Of all the lines in the records below, copy only those that contain the string "baby".

Start of Block

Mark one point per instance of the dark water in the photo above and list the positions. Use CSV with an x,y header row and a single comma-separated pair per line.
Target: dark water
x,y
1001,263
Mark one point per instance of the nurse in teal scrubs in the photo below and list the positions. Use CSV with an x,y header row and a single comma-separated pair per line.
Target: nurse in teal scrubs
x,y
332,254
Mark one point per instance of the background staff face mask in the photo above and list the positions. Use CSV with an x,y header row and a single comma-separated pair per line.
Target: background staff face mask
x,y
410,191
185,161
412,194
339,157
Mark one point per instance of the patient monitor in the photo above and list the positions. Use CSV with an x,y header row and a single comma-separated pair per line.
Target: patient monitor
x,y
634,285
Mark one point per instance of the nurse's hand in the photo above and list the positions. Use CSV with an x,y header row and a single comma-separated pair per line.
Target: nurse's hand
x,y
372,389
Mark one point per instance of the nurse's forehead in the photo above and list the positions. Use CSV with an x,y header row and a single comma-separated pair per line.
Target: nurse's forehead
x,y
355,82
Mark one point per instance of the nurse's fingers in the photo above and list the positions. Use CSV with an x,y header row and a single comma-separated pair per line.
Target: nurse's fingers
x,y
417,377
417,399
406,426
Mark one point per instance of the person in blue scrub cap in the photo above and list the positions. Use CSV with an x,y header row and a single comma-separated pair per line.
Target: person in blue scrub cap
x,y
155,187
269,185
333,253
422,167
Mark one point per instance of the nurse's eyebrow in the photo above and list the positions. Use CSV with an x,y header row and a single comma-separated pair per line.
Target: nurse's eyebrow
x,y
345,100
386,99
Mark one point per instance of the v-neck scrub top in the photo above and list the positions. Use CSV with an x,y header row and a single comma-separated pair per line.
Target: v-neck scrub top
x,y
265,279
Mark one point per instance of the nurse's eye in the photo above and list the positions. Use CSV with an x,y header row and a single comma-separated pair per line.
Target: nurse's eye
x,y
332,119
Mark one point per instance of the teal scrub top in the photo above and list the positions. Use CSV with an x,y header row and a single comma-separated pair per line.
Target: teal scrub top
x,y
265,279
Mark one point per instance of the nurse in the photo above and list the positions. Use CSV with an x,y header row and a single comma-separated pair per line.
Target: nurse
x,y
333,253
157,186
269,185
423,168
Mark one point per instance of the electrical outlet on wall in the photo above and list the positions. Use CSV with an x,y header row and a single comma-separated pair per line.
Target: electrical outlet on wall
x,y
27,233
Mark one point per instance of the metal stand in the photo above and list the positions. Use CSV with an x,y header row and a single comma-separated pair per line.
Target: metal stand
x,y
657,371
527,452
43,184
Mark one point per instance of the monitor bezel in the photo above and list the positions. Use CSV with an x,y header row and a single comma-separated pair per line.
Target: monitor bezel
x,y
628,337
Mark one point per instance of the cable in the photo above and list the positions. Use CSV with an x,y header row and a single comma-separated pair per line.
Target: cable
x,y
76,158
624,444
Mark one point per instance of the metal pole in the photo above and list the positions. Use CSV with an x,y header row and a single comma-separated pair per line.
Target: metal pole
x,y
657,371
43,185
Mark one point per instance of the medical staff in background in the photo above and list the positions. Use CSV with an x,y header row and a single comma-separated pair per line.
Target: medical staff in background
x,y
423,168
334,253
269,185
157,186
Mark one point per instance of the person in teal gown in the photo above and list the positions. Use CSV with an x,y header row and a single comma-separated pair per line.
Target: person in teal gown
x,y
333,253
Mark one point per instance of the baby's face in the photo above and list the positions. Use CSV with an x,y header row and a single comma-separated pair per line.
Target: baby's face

End of Block

Finished exercise:
Mark one point per instance of the baby's face in the photo above and list the positions. Use CSV with an x,y header row and a single comma-separated pair per line.
Target: baby's face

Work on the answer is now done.